#### [Parts of the exercise]
(a) Answer these questions using the passage on Tri-State and the 20 percent renewable standard:
(i) How many megawatts of renewable power must Tri-State generate to move from the 10 percent to the 20 percent standard?
(ii) How long did it take Tri-State to build a 40-mile transmission line from start to finish?
(iii) Over how many years did Farnsworth say the costs could more likely be covered?
(b) Summarize the passage on Tri-State and the 20 percent renewable standard in two sentences.
(c) Extend the passage on Tri-State and the 20 percent renewable standard, beginning right after its final sentence.

Can a 20 percent standard be achieved in 6 1/2 years? Yes, but the option that will cost the least may make everyone unhappy.

Dave Lock, senior manager for government relations for Tri-State, told the committee this week that Tri-State must generate about 230 megawatts (MW) of power in renewables to go from the 10 percent to the 20 percent standard. Another 254 MW will be needed in non-renewable energy, such as natural gas, to backup the renewables and create consistent power. Finally, Tri-State also must build transmission lines to carry the energy, with 484 MW required. The total cost would be about $1.1 billion. Under SB 252, those costs would have to be spread out only among Tri-State’s 18 Colorado members, as well as meet a 2 percent rate cap on customers’ electric bills.

That isn’t feasible in 6 1/2 years, Lock said. For example, it took Tri-State 13 years to get a 40-mile transmission line built from start to finish.

Representatives of environmental groups took issue with Lock’s estimate. Gwen Farnsworth of Western Resource Advocates and Pete Maysmith of Conservation Colorado disputed both the costs and how those costs would be covered. Farnsworth noted that such an investment would likely spread out over much more than 6 1/2 years; more likely those costs could be covered in at least 20 years.

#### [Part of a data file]
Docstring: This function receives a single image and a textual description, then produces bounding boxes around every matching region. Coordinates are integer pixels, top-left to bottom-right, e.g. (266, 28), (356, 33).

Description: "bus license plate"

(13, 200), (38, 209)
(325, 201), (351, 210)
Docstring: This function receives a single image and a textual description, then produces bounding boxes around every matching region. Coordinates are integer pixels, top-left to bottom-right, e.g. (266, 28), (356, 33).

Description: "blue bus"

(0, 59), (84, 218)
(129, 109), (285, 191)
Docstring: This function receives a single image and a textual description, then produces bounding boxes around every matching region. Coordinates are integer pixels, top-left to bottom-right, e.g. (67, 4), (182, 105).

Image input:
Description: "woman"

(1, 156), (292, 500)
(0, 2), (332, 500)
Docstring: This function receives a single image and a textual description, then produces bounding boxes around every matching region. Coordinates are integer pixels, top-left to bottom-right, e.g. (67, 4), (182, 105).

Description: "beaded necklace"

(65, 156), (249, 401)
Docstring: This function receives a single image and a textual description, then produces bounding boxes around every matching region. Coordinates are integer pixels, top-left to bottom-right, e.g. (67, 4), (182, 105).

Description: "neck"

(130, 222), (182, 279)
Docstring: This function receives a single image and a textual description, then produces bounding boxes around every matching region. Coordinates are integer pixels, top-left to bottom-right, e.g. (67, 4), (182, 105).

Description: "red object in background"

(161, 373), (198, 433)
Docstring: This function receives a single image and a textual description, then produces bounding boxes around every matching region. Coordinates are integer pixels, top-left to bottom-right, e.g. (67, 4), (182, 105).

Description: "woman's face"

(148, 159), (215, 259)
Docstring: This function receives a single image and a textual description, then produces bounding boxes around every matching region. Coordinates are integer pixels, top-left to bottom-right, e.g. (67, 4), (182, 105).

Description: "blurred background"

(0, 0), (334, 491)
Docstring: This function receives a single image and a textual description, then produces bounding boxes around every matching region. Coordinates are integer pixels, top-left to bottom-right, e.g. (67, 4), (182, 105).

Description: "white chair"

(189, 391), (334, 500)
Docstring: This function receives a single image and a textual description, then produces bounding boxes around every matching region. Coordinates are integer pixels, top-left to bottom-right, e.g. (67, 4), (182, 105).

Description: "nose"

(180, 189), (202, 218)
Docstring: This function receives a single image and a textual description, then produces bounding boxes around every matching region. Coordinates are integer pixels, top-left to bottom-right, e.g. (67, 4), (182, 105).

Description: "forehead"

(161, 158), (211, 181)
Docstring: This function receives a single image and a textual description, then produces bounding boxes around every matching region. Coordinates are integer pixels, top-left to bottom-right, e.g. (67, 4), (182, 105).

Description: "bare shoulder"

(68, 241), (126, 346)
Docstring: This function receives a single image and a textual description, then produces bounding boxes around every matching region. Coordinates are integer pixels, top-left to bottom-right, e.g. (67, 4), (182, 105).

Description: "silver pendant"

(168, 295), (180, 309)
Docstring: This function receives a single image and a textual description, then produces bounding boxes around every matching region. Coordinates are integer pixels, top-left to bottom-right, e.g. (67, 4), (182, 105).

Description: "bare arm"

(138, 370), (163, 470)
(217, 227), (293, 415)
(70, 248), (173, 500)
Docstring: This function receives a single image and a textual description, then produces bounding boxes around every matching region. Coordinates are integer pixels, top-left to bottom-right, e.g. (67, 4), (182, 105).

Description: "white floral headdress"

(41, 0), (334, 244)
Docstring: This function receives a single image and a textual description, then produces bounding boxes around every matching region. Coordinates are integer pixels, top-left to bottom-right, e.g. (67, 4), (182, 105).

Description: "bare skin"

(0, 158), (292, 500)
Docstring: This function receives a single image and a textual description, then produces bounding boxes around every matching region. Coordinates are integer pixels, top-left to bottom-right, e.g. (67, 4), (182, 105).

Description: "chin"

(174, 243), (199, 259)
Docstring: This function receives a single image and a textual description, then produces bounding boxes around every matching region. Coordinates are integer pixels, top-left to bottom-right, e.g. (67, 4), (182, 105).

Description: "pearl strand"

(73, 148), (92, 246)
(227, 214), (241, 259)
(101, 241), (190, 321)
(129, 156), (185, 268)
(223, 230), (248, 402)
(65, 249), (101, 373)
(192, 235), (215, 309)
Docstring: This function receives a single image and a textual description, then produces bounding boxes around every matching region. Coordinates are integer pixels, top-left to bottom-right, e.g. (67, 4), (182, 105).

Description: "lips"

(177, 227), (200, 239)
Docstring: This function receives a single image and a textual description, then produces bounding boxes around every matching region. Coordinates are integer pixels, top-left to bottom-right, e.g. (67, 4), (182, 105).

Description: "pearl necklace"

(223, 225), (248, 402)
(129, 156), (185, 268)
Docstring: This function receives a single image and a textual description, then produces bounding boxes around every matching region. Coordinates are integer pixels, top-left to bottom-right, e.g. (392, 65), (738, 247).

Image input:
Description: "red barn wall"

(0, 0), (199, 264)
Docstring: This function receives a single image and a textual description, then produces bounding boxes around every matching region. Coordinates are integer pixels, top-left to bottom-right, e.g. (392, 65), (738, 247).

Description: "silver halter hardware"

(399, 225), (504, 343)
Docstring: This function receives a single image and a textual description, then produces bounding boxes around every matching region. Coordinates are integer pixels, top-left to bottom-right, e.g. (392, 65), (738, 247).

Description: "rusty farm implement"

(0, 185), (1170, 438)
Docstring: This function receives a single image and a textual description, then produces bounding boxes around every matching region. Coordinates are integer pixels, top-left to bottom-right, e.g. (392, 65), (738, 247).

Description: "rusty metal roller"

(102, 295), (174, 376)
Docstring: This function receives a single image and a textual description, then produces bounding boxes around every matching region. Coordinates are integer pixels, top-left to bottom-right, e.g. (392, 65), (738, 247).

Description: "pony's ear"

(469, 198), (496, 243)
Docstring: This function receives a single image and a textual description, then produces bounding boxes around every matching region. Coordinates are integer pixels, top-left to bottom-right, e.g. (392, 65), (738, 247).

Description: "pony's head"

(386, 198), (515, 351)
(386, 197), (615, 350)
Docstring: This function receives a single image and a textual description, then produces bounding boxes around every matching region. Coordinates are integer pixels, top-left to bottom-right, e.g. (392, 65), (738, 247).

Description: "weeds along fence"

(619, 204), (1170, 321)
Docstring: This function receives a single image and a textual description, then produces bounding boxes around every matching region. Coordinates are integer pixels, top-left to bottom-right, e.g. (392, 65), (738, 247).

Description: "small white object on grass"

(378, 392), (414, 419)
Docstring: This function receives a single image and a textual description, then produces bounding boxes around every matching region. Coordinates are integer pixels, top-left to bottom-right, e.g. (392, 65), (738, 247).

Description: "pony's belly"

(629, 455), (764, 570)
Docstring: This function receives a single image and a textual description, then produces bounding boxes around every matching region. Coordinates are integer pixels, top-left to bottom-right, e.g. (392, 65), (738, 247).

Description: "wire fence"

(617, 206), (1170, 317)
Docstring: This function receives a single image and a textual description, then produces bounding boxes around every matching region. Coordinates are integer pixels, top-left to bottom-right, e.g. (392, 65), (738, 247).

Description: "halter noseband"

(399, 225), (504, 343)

#### [Responses in order]
(a)
(i) About 230 megawatts.
(ii) 13 years.
(iii) At least 20 years.

(b) Dave Lock of Tri-State told the committee that reaching the 20 percent standard would require new renewable power, backup generation, and transmission lines costing about $1.1 billion, which he said is not feasible in 6 1/2 years under SB 252's cost limits. Representatives of environmental groups disputed his estimate of the costs and of how they would be covered, and Farnsworth noted that the investment would more likely be spread over at least 20 years.

(c)
IREA is in a different position, according to Mike Kopp, manager of corporate affairs. They are one of four rural co-ops that buy power from Xcel Energy; the other three don’t fall under SB 252 because they have fewer than 100,000 customers. Kopp told the group that unlike Tri-State, IREA just buys the power; it doesn’t own the wind farm. Its power purchasing agreements with Xcel are long-term, with the current one set to expire in 2025. That agreement provides about 50 percent of IREA’s electric needs, and IREA can piggyback on Xcel’s RES. That will cover 15 percent of IREA’s 20 percent requirement. 

The company also buys power from the Western Area Power Administration, to meet about 6 percent of its annual needs. The rest comes from the Comanche 3 station near Pueblo, owned by Xcel and which began operations in 2010. IREA owns a quarter share of Comanche 3, with an investment of more than $350 million, Kopp said. 

Renewable energy credits may be the answer

So how can both entities meet the 20 percent standard in six years? By purchasing renewable energy credits (RECs), but it’s at best a short-term solution, committee members said Wednesday, and one that may not exactly meet the spirit of the law.

Renewable energy credits (or certificates) are a property right to the non-electricity benefits of renewable energy, according to the Environmental Protection Agency. One REC equals 1,000 kilowatts, or one MW of electricity on the power grid, and they are available from Xcel as well as electric utilities in other states. One MW would power about 700 homes on average, according to Tri-State’s Lee Boughey. Both Tri-State and IREA reps said they could meet the 20 percent standard by buying RECs. Cost also is a factor: a REC costs about $1 per MW; competitive wind power projects cost about $30 per MW. By comparison, coal is about $16.20 per MW, according to Lock.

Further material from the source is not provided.